STATED GOAL 1: Quote the section of the passage on Sirat al-Mustaqim that begins at the words "Islamic term meaning" and stops after the words "as a whole.", copying it word for word.

EXCERPTED TEXT:
+ + + + + + +

= Sirat al-Mustaqim =

Islamic term meaning 'the straight path'

Sirat al-Mustaqim (الصراط المستقيم) is an Arabic term that means 'the straight path'. It is commonly understood as the path that leads to God. In Islamic thought, the straight path is variously used as a reference to the Quran or Muhammad, or Islam as a whole.

==In the Quran and exegetical traditions==

The term "aṣ-sirāṭ al-mustaqīm" is mentioned approximately 33 times in the Quran. The phrase specifically appears in Surah Fatiha (1:6), which is traditionally regarded as "the essence of the Quran". The supplication in Quran 1:6 ("Guide us to the straight path") is interpreted by some commentators as a prayer for steadfastness in following the straight path and for ongoing assistance and support to remain firm in adhering to the path of truth. This supplication for guidance towards the straight path "implies seeking to be led to God Himself", indicating a longing for intimacy, nearness, knowledge, and love of God.

There are varying interpretations of the straight path in Islam, with some viewing it as a reference to the Quran, while others consider it to represent Islam or the Prophet. The straight path is understood as a reference to a clear, direct, and uncomplicated road without any deviation or crookedness. It represents a balanced and moderate approach to life that avoids both worldliness and extreme asceticism. The straight path is characterized by the integration of the outward aspects of religious law with the inner dimensions of spirituality, creating a harmonious blend of the exoteric and esoteric aspects of faith. It emphasizes the importance of serving God through external human behavior while simultaneously fostering a deeper spiritual connection with God.

To be on the straight path, or a straight path as it is usually presented in the Quran, can also be understood as walking with God to God; to God because God guides the believers unto Himself upon a straight path (4:175), and with God because God Himself is upon a straight path, as when the Prophet Hūd says, Truly I trust in God, my Lord and your Lord. There is no creature that crawls, but that He holds it by its forelock. Truly my Lord is upon a straight path (11:56).

+ + + + + + +

THE DATA:

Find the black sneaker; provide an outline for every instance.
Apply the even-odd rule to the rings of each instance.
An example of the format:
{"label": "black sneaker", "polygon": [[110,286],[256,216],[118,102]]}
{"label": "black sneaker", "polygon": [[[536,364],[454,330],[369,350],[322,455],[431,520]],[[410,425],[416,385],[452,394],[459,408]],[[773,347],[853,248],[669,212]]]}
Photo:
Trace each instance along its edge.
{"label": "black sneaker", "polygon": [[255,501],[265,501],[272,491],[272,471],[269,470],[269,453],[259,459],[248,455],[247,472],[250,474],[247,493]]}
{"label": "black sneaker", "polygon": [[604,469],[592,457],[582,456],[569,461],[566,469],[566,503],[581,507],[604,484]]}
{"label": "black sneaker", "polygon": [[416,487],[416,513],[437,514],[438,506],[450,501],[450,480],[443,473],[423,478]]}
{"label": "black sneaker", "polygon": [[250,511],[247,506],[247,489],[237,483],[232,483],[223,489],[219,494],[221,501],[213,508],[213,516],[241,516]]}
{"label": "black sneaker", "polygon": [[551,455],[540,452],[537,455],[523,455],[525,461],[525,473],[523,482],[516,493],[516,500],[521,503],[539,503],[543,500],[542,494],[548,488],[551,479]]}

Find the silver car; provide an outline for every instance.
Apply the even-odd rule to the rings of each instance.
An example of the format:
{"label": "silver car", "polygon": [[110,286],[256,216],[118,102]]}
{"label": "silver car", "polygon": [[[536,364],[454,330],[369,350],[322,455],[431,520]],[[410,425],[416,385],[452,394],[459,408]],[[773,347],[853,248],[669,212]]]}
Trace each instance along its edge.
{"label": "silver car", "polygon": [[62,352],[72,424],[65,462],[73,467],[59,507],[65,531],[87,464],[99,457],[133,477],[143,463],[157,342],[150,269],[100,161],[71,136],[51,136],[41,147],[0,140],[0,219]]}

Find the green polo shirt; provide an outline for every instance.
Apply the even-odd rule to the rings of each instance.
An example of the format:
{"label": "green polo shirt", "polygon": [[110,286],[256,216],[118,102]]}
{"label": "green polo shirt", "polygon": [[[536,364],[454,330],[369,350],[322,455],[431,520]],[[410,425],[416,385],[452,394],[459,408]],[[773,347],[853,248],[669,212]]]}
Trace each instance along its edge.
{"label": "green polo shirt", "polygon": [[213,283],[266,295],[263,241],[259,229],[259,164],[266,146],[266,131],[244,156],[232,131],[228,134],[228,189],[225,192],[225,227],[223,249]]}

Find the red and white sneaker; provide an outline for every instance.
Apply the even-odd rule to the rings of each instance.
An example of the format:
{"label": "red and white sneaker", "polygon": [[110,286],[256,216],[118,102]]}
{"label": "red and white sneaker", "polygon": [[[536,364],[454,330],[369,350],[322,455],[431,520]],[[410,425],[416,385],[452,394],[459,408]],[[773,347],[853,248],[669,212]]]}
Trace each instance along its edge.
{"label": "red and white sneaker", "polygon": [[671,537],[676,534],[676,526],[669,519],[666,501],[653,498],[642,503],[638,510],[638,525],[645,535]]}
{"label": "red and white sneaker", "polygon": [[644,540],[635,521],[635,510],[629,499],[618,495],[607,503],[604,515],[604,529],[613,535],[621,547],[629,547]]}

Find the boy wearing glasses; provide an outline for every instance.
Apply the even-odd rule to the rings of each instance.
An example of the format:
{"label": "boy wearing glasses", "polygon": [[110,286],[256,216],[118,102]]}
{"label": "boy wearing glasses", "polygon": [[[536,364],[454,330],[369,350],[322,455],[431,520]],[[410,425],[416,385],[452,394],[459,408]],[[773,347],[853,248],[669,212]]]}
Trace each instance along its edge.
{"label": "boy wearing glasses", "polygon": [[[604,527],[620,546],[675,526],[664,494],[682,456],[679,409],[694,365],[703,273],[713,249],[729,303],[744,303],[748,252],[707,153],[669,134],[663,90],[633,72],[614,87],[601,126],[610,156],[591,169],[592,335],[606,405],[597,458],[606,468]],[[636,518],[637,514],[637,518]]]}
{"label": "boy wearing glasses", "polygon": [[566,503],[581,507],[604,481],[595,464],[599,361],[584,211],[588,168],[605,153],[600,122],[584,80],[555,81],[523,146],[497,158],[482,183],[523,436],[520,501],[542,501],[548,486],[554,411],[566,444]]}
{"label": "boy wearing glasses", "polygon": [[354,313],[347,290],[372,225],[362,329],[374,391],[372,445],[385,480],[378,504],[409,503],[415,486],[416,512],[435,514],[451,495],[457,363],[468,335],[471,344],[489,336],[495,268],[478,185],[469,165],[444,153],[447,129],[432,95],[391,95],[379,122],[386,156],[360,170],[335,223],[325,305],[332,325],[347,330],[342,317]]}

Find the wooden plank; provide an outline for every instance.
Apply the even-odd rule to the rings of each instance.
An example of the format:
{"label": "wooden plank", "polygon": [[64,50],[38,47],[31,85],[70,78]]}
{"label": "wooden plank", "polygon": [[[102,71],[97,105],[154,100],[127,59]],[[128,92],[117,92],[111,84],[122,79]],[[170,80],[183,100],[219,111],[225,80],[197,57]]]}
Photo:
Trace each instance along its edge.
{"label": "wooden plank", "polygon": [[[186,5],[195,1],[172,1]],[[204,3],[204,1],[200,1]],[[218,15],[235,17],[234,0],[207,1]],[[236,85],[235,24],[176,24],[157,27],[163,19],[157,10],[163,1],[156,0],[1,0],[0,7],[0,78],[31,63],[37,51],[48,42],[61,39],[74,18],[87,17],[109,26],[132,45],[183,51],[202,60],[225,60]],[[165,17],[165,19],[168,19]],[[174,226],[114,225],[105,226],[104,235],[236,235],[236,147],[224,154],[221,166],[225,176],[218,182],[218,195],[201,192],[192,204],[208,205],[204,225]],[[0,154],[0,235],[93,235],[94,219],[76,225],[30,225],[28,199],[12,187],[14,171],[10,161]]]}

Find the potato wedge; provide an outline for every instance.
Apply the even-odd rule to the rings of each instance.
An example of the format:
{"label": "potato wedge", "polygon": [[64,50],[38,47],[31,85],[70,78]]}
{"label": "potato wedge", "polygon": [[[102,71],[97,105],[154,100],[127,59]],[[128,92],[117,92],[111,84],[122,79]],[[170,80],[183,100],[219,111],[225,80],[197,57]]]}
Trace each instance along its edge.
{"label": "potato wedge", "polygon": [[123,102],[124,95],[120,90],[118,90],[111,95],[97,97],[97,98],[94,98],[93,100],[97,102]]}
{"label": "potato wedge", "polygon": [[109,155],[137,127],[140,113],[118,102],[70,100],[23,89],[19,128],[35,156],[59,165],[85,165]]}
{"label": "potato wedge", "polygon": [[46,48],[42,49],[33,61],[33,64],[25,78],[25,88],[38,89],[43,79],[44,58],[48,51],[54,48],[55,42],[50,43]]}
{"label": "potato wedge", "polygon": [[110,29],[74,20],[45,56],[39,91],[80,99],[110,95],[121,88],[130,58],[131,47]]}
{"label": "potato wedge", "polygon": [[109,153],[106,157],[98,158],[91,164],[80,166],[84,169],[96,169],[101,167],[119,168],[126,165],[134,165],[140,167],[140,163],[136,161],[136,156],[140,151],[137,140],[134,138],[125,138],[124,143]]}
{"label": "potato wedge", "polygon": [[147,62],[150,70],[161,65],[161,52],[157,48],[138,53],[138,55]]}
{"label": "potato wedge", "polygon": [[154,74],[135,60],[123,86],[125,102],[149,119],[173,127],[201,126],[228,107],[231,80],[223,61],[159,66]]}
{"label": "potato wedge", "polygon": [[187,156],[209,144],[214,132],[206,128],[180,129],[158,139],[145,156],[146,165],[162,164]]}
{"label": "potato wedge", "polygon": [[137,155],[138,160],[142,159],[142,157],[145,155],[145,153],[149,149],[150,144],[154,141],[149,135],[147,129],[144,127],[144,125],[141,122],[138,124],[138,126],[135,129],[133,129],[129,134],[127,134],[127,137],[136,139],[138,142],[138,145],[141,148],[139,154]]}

+ + + + + + +

STATED GOAL 2: Count the lines in the listing above that contain the string "Find", treating uppercase and lowercase as different, and reply with the number alone.

EXERCISE RESULT 1:
Islamic term meaning 'the straight path'

Sirat al-Mustaqim (الصراط المستقيم) is an Arabic term that means 'the straight path'. It is commonly understood as the path that leads to God. In Islamic thought, the straight path is variously used as a reference to the Quran or Muhammad, or Islam as a whole.

EXERCISE RESULT 2: 7